## Given problem A
Copy the stretch of the documentary reviews from "One can see" through "times and civilization.", renaming "Homdu River" as "Homdu Stream".
## Given problem B
Answer these questions from the documentary reviews:
(i) How many viewers have watched "The Adyghe"?
(ii) What is the name of the fisherman Murad meets?
(iii) Whose style does Murad's often bring to mind?

One can see many similarities between Tuvan culture and that of Beothuk Indian tribe. The Documentary aesthetically narrates the small world in which these children of Homdu River exist - alienated from the big cities around them, though, some have succumbed to the lure of modern life.  The documentary is both interesting and intriguing, and even poignant at times. It tells the tale of greed, hunger, simplicity, honesty and virtue of changing times and civilization.

Sehbal is a documentary film director and camerawoman most known for her documentary called "The Adyghe" which has been watched by over 5 million viewers.

Next, we encountered "Tinkos Fish Tinkos", an irksome tale of a fisherman, a tale that is told with truth and honesty by Murad OZDEMIR.  Murad meets a fisherman named Harun and decides to document thirty minutes with him in the sea. Incidentally, the fisherman gives us great insights into his life and keeps us in good humor.  His innocence untouched by the cleverness of town folks is endearing and at times hilarious. Murad uses his time on screen to bring out the brilliant filmmaker within him. He captures the sensibility of a fisherman with satire and skill of a cartoonist. His style often reminds one of Woody Allen. I am sure Murad will go on to produce more of these simple stories for his audience, which present great moments of genuine wit.

Region labeling items:

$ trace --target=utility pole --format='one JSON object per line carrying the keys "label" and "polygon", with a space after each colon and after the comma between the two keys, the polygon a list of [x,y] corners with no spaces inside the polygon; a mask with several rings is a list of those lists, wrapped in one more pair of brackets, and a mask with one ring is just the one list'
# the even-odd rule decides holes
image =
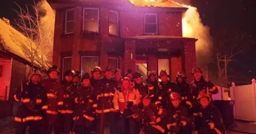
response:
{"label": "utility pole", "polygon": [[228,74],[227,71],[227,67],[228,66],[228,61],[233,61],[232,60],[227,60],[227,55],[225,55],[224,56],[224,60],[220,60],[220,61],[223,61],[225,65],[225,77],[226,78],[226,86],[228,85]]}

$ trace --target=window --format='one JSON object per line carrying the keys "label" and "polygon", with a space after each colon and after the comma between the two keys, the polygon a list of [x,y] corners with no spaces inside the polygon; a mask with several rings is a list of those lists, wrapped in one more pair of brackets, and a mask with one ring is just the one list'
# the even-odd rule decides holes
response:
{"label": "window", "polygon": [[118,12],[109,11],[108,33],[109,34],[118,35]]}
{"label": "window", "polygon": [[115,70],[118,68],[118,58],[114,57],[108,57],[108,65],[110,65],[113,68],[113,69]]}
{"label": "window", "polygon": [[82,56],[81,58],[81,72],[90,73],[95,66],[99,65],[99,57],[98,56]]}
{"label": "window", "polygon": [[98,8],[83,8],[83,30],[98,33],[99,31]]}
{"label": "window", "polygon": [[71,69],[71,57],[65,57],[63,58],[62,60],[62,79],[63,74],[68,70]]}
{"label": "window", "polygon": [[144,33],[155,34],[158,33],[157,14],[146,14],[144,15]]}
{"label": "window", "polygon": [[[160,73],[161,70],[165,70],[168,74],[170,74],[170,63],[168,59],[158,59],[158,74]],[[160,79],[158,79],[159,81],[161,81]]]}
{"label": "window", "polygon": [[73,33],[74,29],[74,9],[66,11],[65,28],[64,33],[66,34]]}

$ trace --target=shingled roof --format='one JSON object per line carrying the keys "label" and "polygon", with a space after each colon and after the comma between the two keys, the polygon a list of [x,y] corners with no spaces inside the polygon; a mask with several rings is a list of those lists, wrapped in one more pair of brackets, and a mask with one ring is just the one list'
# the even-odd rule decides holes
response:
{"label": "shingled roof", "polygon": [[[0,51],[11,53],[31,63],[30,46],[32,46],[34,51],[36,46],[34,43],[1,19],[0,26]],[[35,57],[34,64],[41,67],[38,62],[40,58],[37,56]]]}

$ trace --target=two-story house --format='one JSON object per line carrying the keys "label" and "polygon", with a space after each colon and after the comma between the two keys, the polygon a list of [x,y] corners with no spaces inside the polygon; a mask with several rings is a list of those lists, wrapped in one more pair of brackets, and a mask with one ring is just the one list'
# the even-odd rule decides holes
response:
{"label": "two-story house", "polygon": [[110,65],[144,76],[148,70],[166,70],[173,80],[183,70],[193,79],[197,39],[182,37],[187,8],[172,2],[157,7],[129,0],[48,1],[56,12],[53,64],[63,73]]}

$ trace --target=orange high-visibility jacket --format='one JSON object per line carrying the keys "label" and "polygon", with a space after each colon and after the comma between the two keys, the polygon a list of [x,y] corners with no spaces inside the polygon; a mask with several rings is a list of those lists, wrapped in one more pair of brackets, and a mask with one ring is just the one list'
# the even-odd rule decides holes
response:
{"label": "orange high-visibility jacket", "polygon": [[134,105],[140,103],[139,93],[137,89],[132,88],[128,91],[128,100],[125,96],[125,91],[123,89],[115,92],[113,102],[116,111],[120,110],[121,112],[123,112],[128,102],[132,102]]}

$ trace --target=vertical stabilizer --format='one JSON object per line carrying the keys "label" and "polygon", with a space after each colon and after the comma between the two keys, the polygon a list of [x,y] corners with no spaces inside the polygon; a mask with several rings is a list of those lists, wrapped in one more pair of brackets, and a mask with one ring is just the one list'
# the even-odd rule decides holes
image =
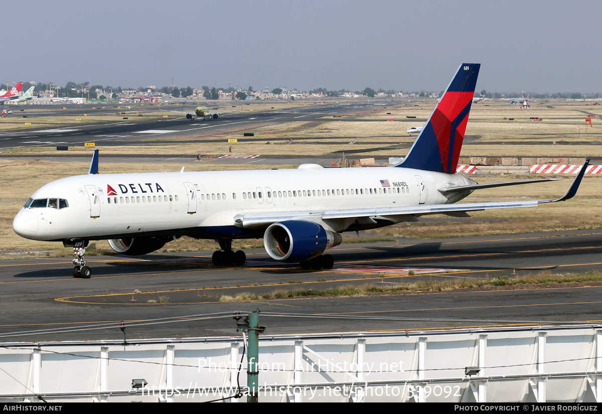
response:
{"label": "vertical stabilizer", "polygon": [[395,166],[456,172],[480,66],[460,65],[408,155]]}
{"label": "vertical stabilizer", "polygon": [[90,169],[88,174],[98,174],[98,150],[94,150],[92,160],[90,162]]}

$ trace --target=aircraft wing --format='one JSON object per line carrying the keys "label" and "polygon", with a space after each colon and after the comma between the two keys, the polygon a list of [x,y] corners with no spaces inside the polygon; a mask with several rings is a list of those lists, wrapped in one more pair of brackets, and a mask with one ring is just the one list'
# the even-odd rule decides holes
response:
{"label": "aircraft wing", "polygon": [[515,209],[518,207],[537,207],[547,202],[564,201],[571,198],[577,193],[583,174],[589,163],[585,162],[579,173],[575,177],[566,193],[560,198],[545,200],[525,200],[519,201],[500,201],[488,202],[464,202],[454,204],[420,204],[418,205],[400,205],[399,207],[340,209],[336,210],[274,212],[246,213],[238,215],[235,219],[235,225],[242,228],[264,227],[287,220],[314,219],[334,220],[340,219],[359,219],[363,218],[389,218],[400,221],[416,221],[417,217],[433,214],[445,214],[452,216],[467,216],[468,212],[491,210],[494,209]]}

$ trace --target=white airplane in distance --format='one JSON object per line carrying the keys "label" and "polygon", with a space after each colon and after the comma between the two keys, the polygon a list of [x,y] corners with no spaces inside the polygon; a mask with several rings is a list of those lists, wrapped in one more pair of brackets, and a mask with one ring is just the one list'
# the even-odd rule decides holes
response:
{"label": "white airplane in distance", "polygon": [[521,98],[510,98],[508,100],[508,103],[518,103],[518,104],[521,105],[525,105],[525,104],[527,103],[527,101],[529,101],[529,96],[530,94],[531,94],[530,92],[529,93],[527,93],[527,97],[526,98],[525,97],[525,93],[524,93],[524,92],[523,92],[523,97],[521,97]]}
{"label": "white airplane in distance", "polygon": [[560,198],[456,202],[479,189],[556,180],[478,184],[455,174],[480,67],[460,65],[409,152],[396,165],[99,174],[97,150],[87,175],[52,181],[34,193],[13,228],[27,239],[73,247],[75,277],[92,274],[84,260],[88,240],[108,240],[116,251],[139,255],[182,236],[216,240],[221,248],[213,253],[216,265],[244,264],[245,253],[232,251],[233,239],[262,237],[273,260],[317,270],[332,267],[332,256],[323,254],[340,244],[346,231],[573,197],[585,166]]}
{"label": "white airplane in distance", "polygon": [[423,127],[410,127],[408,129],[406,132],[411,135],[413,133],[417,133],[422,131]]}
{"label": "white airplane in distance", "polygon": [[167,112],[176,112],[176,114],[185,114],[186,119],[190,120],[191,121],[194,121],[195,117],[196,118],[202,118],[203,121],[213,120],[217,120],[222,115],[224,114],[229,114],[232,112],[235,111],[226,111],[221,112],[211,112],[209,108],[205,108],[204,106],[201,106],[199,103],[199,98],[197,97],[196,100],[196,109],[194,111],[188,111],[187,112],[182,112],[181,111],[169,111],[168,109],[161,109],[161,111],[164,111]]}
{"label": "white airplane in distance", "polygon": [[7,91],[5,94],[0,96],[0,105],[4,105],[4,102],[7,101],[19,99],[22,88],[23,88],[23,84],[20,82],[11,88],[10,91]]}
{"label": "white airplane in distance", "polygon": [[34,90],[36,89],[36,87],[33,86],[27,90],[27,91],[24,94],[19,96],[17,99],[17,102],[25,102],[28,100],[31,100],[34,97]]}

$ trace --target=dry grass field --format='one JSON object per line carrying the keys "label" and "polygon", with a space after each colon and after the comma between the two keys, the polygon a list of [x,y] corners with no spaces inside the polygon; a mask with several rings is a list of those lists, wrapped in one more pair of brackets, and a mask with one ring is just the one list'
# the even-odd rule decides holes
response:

## Written answer A
One can see many similarities between Tuvan culture and that of Beothuk Indian tribe. The Documentary aesthetically narrates the small world in which these children of Homdu Stream exist - alienated from the big cities around them, though, some have succumbed to the lure of modern life.  The documentary is both interesting and intriguing, and even poignant at times. It tells the tale of greed, hunger, simplicity, honesty and virtue of changing times and civilization.

## Written answer B
(i) Over 5 million
(ii) Harun
(iii) Woody Allen's